Threats to the preservation of Belize City urban cultural heritage and practices have increased over the past decades as a result of urban pressures, which impact the physical integrity of monuments and the authenticity of historical sites and urban layout; of changing demographics and rural to urban migration, which have caused disruption of intangible cultural practices, loss of community memory, cultural impoverishment and homogenization; and of the ongoing gentrification processes in historic areas, which have marginalized vulnerable communities, particularly the poor and the elderly, the latter, who are the historic dwellers of these areas, and the repositories of their memory.
This pre-existing state of affairs is further worsened by two phenomena. Firstly, by changing climate and climate variability, as ‘Ancient buildings were designed for a specific local climate.’ The migration of pests, for example, can have adverse impacts on the conservation of built heritage, and increasing sea level rises threaten the survival of many coastal sites. In addition, the conditions for safeguarding of archaeological evidence may be degraded in the context of increasing soil temperature.’ And secondly, by the drastic reduction of the dominant position of the Creole ethnic grouping, whose history, traditions, language, beliefs and practices, are the DNA of Belize City, by 19%, that is, from more than 75% of total population of the City pre 1980, to 56% in 2010, while the Mestizo population has increased from 12.2% to 34.5%.
This has implications to nurturing community spirit, and the regeneration of social and cultural aspects, with communities changing the way they live, work, worship and socialize in buildings, sites and landscapes, and migrating and abandoning their built heritage, resulting in social and spatial segregation.’
Undoubtedly, this will inevitably lead to the disappearance of the urban cultural heritage of Belize City, which is also recognized as a key resource and asset for sustainable urban development and poverty eradication. It is therefore crucial to preserve, for future generations and ongoing poverty eradication programmes, the city’s urban cultural heritage identity, the physical testimony of its multifaceted history, and the cultural values it embodies.
The ‘Belize City Urban Cultural Heritage in Young Hands Project’ will pilot the preservation of the urban cultural heritage of an underserved inner city community in Albert and Mesopotamia Constituencies in Southside Belize City, which by it’s physical and socio-economic profile and location, is extremely vulnerable to the impacts of climate change and climate variability, that is, rising sea levels, more intense storms and flooding. (See Attachment 1- Project Boundary)

▸ **Information supplied**
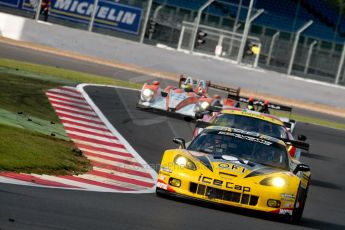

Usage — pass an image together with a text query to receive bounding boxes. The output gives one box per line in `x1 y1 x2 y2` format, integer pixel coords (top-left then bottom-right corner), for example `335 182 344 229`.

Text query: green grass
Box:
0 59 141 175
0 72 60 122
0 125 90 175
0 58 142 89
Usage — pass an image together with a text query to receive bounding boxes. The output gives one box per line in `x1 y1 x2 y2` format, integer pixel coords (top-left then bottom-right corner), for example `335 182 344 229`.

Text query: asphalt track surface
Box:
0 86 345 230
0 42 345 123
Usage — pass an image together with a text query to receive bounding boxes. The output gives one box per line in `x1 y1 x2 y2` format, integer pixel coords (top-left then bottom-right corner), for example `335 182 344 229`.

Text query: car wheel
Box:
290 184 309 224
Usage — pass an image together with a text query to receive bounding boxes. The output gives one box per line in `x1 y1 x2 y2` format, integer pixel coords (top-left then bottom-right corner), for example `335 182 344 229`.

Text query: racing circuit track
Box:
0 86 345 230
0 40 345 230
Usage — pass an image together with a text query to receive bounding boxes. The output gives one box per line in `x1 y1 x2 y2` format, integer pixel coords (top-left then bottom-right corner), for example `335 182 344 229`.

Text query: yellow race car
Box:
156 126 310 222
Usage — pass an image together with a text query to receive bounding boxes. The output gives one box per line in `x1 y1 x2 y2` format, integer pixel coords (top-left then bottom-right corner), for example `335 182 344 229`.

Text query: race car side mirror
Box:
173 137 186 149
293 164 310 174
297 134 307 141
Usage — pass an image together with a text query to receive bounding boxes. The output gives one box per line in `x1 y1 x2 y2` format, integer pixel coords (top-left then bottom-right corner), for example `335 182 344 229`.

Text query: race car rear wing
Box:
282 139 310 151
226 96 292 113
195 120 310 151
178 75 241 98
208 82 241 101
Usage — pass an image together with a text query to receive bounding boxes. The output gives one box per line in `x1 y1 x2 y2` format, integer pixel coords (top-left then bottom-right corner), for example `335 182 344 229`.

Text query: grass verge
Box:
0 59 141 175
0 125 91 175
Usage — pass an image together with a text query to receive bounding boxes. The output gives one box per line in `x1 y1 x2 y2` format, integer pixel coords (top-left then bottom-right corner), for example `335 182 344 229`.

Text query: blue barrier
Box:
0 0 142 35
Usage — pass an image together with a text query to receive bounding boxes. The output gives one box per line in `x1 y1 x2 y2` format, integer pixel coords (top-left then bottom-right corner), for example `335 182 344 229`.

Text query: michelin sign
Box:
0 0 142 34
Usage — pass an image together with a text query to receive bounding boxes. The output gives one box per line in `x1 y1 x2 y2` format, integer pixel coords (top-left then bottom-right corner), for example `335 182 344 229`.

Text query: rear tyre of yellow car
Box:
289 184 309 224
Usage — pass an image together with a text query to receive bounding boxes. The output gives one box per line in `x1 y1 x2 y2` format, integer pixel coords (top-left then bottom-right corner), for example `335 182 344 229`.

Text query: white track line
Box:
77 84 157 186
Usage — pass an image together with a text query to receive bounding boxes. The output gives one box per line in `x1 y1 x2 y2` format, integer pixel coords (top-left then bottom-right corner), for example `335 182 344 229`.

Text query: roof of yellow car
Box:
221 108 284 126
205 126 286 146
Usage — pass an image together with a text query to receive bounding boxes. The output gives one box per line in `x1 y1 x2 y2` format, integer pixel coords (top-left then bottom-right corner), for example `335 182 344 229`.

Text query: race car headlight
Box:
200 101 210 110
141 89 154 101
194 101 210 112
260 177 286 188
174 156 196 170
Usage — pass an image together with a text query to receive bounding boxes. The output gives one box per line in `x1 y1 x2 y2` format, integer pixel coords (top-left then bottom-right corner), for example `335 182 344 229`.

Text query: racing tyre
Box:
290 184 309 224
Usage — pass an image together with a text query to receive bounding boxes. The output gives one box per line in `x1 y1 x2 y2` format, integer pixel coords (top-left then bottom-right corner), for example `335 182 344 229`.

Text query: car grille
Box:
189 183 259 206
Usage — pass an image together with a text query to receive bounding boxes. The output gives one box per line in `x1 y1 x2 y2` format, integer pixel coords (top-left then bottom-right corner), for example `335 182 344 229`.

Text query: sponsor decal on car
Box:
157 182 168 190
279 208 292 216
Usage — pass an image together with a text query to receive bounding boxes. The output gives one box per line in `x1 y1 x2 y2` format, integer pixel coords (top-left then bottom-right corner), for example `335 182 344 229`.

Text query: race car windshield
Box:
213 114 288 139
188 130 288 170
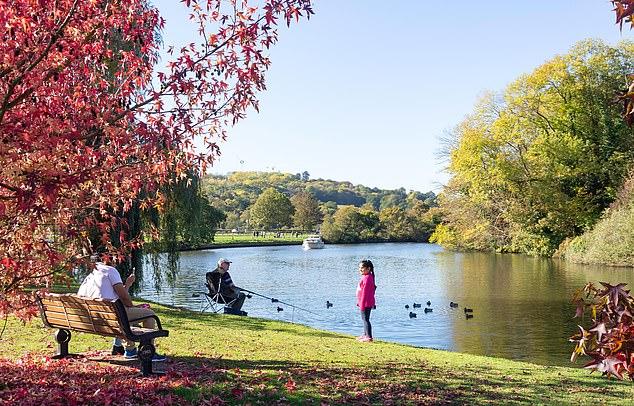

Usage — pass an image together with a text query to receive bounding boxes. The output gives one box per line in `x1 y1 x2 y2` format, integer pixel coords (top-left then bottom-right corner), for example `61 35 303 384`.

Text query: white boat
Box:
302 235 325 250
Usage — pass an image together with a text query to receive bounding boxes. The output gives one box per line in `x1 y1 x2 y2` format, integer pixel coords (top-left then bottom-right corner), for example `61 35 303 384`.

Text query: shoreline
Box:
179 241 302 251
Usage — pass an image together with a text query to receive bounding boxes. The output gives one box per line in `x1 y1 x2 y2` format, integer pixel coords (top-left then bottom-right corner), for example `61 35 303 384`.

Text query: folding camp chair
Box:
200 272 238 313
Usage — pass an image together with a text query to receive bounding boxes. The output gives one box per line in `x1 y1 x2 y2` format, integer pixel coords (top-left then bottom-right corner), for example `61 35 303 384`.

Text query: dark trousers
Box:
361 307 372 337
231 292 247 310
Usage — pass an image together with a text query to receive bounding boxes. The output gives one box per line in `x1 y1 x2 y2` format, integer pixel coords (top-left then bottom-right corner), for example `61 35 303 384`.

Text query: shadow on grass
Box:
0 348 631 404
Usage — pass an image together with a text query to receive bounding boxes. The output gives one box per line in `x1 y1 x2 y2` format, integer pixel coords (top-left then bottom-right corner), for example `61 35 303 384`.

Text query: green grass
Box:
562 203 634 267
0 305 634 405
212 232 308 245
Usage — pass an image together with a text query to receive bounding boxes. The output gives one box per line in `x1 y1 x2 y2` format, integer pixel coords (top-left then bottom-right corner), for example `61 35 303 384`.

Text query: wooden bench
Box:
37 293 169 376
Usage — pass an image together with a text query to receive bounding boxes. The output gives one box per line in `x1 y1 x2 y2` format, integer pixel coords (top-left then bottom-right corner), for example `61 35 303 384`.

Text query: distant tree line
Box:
...
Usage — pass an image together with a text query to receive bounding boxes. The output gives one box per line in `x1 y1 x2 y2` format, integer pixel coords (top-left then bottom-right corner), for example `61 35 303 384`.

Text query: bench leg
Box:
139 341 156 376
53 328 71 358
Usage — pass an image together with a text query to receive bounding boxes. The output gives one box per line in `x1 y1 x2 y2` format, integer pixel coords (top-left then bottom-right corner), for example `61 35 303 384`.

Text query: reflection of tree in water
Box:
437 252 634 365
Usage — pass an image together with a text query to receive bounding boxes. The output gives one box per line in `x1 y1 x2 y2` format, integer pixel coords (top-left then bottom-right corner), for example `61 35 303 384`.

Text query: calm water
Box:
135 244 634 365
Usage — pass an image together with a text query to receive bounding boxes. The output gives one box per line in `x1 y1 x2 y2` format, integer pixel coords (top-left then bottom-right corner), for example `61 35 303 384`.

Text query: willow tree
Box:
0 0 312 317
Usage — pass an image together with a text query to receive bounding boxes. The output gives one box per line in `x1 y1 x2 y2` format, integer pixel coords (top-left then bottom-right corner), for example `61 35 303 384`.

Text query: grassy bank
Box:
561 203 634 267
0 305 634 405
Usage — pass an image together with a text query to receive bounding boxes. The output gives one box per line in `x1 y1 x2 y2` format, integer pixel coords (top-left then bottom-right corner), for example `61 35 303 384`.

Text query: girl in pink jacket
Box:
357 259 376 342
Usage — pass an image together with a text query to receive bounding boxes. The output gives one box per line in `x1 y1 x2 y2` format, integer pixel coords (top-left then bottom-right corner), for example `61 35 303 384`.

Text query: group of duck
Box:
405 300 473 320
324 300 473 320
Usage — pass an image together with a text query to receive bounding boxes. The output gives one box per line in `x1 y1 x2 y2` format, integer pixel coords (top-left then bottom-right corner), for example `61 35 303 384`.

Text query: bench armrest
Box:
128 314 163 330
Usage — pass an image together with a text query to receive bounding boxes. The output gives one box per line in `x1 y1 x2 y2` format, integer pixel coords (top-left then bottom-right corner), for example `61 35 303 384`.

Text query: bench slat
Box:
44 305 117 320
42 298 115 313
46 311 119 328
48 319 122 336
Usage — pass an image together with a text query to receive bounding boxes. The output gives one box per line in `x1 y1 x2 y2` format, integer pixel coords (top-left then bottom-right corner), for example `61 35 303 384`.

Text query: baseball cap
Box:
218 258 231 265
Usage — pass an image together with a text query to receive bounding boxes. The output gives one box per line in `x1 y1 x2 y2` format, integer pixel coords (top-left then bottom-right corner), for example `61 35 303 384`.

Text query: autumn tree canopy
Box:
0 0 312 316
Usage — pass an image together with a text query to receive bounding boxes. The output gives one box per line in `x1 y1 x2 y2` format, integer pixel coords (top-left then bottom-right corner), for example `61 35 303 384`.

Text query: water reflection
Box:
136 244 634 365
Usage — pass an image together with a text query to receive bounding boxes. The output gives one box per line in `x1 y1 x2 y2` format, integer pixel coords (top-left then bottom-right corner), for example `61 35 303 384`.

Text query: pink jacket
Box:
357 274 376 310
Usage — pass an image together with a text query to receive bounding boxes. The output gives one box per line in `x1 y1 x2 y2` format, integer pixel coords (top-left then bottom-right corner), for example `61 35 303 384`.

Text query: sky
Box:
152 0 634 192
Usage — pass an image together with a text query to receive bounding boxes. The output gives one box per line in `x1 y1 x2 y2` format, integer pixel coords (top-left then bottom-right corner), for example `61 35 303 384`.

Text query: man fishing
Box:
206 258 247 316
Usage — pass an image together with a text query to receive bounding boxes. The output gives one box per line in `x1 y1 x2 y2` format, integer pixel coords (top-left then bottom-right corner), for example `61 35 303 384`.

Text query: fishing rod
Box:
==
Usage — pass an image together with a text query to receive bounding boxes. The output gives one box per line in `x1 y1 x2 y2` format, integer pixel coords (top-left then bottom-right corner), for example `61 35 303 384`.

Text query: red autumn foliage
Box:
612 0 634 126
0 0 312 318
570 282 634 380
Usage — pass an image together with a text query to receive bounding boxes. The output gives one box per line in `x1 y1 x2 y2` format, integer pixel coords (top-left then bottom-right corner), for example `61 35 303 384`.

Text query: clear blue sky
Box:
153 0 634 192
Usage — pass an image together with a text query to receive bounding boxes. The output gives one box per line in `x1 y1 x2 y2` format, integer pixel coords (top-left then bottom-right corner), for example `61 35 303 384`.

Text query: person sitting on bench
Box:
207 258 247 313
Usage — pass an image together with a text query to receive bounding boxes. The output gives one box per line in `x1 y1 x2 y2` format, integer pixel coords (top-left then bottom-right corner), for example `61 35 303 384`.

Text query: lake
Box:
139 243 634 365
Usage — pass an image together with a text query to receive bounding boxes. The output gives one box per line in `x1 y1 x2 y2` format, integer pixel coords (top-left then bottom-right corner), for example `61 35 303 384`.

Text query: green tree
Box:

▸ **Task statement**
Reproduce the part of the passage on Belize City's urban cultural heritage that opens with the words containing "The ‘Belize City" and closes with "1- Project Boundary)", replacing "pilot" with "test".

▸ **Output**
The ‘Belize City Urban Cultural Heritage in Young Hands Project’ will test the preservation of the urban cultural heritage of an underserved inner city community in Albert and Mesopotamia Constituencies in Southside Belize City, which by it’s physical and socio-economic profile and location, is extremely vulnerable to the impacts of climate change and climate variability, that is, rising sea levels, more intense storms and flooding. (See Attachment 1- Project Boundary)